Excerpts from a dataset
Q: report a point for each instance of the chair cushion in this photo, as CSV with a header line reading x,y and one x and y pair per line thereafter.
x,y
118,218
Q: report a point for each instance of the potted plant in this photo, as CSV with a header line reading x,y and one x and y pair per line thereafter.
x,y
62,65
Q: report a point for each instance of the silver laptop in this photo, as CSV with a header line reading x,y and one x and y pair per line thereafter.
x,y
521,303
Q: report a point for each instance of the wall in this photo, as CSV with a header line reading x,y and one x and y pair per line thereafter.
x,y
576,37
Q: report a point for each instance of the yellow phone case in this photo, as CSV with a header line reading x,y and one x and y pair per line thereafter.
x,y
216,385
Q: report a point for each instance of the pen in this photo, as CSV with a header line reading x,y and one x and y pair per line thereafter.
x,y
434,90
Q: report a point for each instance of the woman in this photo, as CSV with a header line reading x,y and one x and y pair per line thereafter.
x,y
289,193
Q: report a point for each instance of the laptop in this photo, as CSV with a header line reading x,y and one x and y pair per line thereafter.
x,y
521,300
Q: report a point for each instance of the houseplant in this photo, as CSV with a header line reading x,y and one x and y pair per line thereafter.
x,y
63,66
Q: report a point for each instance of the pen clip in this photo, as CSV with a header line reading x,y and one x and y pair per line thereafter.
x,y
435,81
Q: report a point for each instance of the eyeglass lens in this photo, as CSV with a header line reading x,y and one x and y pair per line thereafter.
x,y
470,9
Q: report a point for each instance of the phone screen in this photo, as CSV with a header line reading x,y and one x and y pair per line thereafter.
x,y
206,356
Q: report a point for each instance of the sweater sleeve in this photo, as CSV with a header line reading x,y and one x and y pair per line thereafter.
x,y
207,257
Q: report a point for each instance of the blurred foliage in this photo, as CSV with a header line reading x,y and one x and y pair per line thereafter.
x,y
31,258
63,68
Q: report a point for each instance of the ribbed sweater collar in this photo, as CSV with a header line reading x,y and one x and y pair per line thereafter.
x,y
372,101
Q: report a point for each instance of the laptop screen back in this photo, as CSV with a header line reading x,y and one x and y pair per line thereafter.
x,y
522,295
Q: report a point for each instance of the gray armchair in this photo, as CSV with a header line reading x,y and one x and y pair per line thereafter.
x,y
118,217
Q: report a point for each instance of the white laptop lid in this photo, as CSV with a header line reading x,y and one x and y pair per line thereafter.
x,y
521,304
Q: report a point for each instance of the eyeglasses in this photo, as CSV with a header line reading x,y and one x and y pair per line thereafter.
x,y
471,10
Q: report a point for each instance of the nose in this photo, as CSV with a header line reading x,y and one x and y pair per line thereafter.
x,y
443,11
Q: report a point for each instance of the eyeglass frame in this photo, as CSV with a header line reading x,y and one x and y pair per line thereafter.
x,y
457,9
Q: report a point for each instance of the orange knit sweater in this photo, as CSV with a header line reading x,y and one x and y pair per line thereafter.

▸ PROBLEM DESCRIPTION: Every record above is to be copied out again exactly as written.

▸ TASK OUTPUT:
Q: report a point for each instance of the chair cushion in this photo, as CSV with a header line reading x,y and one x and y pair per line thereafter.
x,y
118,218
Q: report a point for each instance of the potted plant in this photo, as CSV with a header line reading x,y and one x and y pair per line thereafter.
x,y
62,65
Q: report a point for each instance of the silver laptop in this photo, as CSV with a header line reading x,y and one x and y pair per line thereafter.
x,y
521,303
Q: report a point for each instance of the wall in this photo, as CSV with a header line reading x,y and one x and y pair per line thereafter.
x,y
576,37
Q: report a point for each instance of the yellow phone case in this photo, as CSV with a header line reading x,y and one x and y pair per line thereafter.
x,y
216,385
Q: report a point for each instance of the pen in this photo, as CSV with a header line reading x,y and one x and y pair per line thereafter.
x,y
434,90
Q: report a point for each instance of the woman in this photo, as CSV with a header line reading x,y and one x and y pair per line thereafter.
x,y
289,193
Q: report a point for each instance of the laptop in this photo, as CSV with a header line reading x,y and one x and y pair per line thereafter.
x,y
521,300
Q: report a point for each instance of the houseplant in this photo, as CSV with a header line reading x,y and one x and y pair per line thereafter.
x,y
63,66
Q: report a point for each instance of the pen clip in this photo, as CSV with a header line reading x,y and one x and y pair per line thereafter.
x,y
435,81
Q: report a point for each instance of the eyeglass lens in this photo, as CSV with a header line reading x,y and one x and y pair per line thereafter.
x,y
470,9
Q: report a point for each instance of the phone screen in this photo, as CSV with a header line reading x,y and one x and y pair per line thereafter.
x,y
206,356
Q: report a point for each instance of the sweater sleeve in this photo, as CSV with a header line reading x,y and one x and y pair per line thereafter.
x,y
207,257
Q: report a point for each instance of the blurred foliage in this photo, as CSV with a header line reading x,y and one x and y pair per line thereafter.
x,y
31,258
63,68
Q: report a point for each instance of the ribbed sweater collar in this photo, as CSV with a header line reading x,y and one x and y pair per line thereafter.
x,y
372,101
Q: report a point for each instance of the laptop screen back in this photo, as CSV with a header line reading x,y and one x and y pair per line thereafter.
x,y
522,295
Q: report a point for each instance of the gray armchair in this photo, as CSV with a header line reading x,y and one x and y pair per line thereafter.
x,y
118,217
Q: report a point for each instance of the white laptop lid in this photo, as CSV with a header line reading x,y and one x and y pair per line thereafter.
x,y
521,304
Q: report a point for each instance of the eyeglasses in this photo, as CSV with a header line reading x,y and one x and y pair per line thereafter.
x,y
471,10
Q: report a point for each instance of the nose in this photo, as CSV with a header line reading x,y and one x and y pair per line thereafter.
x,y
443,11
Q: report a point for each instance of the eyeglass frame in this photo, as CSV with a header line reading x,y and one x and y pair per line thereafter.
x,y
457,9
Q: report a point for each instance of the orange knit sweater in this photo, as CSV with a header line reading x,y and one x and y pair per line thereafter.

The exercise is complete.